Stated exercise: Can you write out the rows below again, swapping every "pixel coordinates" for "x-y coordinates" and changing nothing else?

── Given information ──

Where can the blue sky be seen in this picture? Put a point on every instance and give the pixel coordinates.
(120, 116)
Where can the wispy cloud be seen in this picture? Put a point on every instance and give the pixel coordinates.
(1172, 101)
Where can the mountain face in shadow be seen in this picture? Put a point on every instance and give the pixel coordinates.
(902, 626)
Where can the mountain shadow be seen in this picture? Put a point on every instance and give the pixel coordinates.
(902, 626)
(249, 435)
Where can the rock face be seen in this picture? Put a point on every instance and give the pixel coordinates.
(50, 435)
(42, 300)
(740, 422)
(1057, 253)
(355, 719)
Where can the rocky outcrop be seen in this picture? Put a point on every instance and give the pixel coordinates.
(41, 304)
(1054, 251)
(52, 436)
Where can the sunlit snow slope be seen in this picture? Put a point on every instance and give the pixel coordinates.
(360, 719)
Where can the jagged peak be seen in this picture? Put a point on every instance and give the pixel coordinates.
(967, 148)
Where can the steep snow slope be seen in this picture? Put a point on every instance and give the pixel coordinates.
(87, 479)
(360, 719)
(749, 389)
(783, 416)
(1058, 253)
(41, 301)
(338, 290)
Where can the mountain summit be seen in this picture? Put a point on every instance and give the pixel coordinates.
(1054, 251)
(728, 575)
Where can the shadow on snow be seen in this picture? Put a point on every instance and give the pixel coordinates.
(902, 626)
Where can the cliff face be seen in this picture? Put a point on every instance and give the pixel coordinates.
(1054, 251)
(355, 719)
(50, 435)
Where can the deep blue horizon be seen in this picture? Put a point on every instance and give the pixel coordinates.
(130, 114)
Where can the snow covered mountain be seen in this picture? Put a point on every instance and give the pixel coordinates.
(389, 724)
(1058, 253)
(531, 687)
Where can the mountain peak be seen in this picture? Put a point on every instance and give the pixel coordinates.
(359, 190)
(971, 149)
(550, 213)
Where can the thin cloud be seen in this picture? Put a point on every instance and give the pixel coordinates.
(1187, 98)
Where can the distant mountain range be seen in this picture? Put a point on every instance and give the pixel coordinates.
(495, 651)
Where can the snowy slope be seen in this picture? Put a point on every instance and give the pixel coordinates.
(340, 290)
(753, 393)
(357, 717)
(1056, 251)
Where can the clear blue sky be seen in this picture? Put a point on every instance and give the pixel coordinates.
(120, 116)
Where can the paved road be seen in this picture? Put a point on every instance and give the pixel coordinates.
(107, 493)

───

Full answer:
Where can the blue sky be seen in this picture? Put a point on every instance and give the x-y coordinates.
(120, 116)
Where can the wispy cloud be seen in this picture? Put a point on every instance and give the x-y coordinates.
(1172, 101)
Where can the mountain face in shadow be seen in this picture? Put a point on every instance and give the x-y coordinates.
(902, 626)
Where can the mountain shadow be seen in this picture? Put a point on every instance and give the x-y coordinates.
(902, 626)
(249, 435)
Where can the rock face be seen in this picture? Put a point on every instance and give the x-y coordinates.
(50, 435)
(42, 300)
(740, 422)
(1057, 253)
(355, 719)
Where can the rocky outcrop be seen in this picture? Put a point on every instance and give the x-y coordinates.
(41, 304)
(1054, 251)
(52, 436)
Where can the sunlit snow slope be seen in this picture? Put a point on every instance and give the x-y coordinates.
(360, 719)
Where can the jagged peak be seen in this picture? Put a point on every instance and give the x-y coordinates.
(967, 148)
Where can the steep snow slope be seen in this picture? Put a point on every instance and give the x-y coordinates.
(87, 479)
(360, 719)
(749, 389)
(783, 416)
(1058, 253)
(41, 301)
(338, 290)
Where can the mountain summit be seen in this picture? Put a point on every instance and give the x-y coordinates.
(1054, 251)
(728, 575)
Where can the shadow on snow be seen in this picture? Put a point on every instance and give the x-y coordinates.
(902, 626)
Where can the cliff face be seen in this picture? Put a point on every instance and give the x-y coordinates.
(1054, 251)
(355, 719)
(50, 435)
Where can the deep blue horizon be seen in this picture? Put a point on every instance and give the x-y coordinates.
(130, 114)
Where can the snow covered mountain be seen in this picture? Put a point on every instance and give the x-y coordinates.
(389, 724)
(1058, 253)
(531, 687)
Where can the mountain peak be seen in this picture? Put a point on every instance and give the x-y coordinates.
(359, 190)
(971, 149)
(550, 213)
Where can the thin cloud be seen in this picture? Put a point on every instance and give the x-y coordinates.
(1187, 98)
Where can the distant mountain range be seen in this picture? Put a point on every instance and give the x-y coordinates.
(495, 651)
Where can the snowy slope be seen in this picture? Put a point on every instance and give the x-y coordinates.
(340, 290)
(753, 393)
(357, 717)
(1056, 251)
Where can the clear blue sky be seen in this picture? Put a point on every instance and give the x-y coordinates.
(120, 116)
Where can the paved road be seen in this picture? Put a point on every instance and give the x-y coordinates.
(107, 493)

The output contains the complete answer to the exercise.